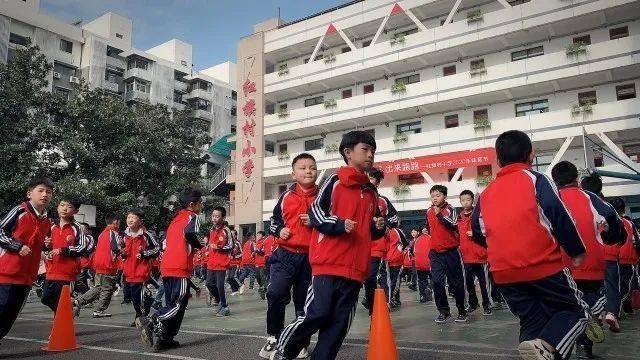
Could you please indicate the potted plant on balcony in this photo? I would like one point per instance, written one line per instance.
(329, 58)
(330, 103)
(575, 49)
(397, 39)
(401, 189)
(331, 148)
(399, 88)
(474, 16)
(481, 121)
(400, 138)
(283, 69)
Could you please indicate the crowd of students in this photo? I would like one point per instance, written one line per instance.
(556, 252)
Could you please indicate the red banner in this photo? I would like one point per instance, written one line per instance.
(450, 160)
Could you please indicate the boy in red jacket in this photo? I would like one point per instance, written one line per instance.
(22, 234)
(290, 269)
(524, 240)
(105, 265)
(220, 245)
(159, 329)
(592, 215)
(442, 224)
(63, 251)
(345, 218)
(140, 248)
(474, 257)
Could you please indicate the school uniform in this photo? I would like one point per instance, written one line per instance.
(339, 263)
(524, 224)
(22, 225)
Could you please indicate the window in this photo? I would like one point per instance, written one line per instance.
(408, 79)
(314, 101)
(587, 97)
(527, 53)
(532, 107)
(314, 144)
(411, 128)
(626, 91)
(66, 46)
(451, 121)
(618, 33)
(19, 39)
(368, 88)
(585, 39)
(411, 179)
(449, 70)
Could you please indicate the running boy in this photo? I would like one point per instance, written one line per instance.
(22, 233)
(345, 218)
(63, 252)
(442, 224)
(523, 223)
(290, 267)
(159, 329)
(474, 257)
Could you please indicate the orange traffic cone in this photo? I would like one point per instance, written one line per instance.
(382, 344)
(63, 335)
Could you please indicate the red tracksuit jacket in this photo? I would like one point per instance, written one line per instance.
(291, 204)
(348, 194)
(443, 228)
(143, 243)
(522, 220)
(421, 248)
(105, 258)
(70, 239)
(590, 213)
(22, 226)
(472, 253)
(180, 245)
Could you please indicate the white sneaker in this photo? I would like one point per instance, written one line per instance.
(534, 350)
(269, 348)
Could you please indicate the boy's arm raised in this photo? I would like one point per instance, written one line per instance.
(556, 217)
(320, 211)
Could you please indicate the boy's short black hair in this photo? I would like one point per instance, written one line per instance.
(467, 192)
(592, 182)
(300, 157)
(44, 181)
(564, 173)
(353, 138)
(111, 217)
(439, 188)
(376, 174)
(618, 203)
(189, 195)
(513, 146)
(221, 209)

-=-=-=-=-

EXERCISE BRIEF: The response should repeat every entry above exactly and include none of the pictures.

TASK ANSWER:
Could you please indicate the potted plant on balcony in this photo? I would like one point per instance, written one line per instance.
(329, 58)
(330, 103)
(575, 49)
(397, 39)
(401, 189)
(331, 148)
(399, 88)
(474, 16)
(481, 121)
(400, 138)
(283, 69)
Could you please indicate the crowd of students in this photo? I would like one point per instance, written one line per instance.
(556, 252)
Could you please indicate the red banner in this photo? I would like one point per instance, written one line per instance.
(450, 160)
Could you please indicate the boy in red jacket in this photo? I would like one point per instance, written one line per instance.
(22, 234)
(290, 269)
(524, 240)
(105, 265)
(220, 245)
(159, 329)
(592, 215)
(442, 224)
(63, 251)
(345, 218)
(140, 248)
(474, 257)
Could you please indicate the school uniform in this photo? I would like one point per instance, written one line per instance.
(339, 263)
(524, 224)
(22, 225)
Could you please indicate the window in this photo? I would like one point per instance, written one line per instance.
(408, 79)
(314, 101)
(587, 97)
(527, 53)
(532, 107)
(314, 144)
(411, 128)
(626, 91)
(66, 46)
(451, 121)
(618, 33)
(19, 39)
(368, 88)
(585, 39)
(411, 179)
(449, 70)
Could you please indicate the running boy in this photo? I would like one point per instance, written one line per instance.
(22, 233)
(345, 218)
(63, 252)
(442, 224)
(523, 223)
(290, 267)
(159, 329)
(474, 257)
Could you please indicate the orange traffic cone in this photo? I would like one point per instance, written one line per instance.
(382, 344)
(63, 335)
Could you please indicate the red tracksuit jacket in this photo? I would like one point per instance, written one line per instance.
(291, 204)
(348, 194)
(443, 228)
(143, 243)
(522, 220)
(421, 248)
(105, 258)
(70, 239)
(590, 213)
(22, 226)
(472, 253)
(180, 245)
Could you please indicate the white sneaker in this photo? I would like one point per instance, written one line per instance.
(534, 350)
(269, 348)
Could you please indicate the boy's arm raised in this photo? I would like one point per instance, written one line per instance.
(556, 217)
(320, 211)
Could you please indicate the boy's short black hair in this photo? I would like one point per instance, written one line per instance.
(467, 192)
(592, 182)
(300, 157)
(44, 181)
(564, 173)
(353, 138)
(111, 217)
(439, 188)
(376, 174)
(618, 203)
(189, 195)
(513, 146)
(221, 209)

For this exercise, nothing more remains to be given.